> [Task objective]: A complete, exact copy of the records below is the required result.

(Referring expression grounding data)
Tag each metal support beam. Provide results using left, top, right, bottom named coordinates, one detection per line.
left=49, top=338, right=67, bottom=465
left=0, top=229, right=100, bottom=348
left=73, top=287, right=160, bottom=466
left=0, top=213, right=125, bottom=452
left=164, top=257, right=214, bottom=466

> [Final answer]:
Tag each metal support beam. Provide results using left, top, right, bottom named coordinates, one detection per line.
left=49, top=338, right=67, bottom=465
left=0, top=229, right=100, bottom=348
left=73, top=287, right=160, bottom=466
left=0, top=213, right=125, bottom=452
left=164, top=257, right=214, bottom=466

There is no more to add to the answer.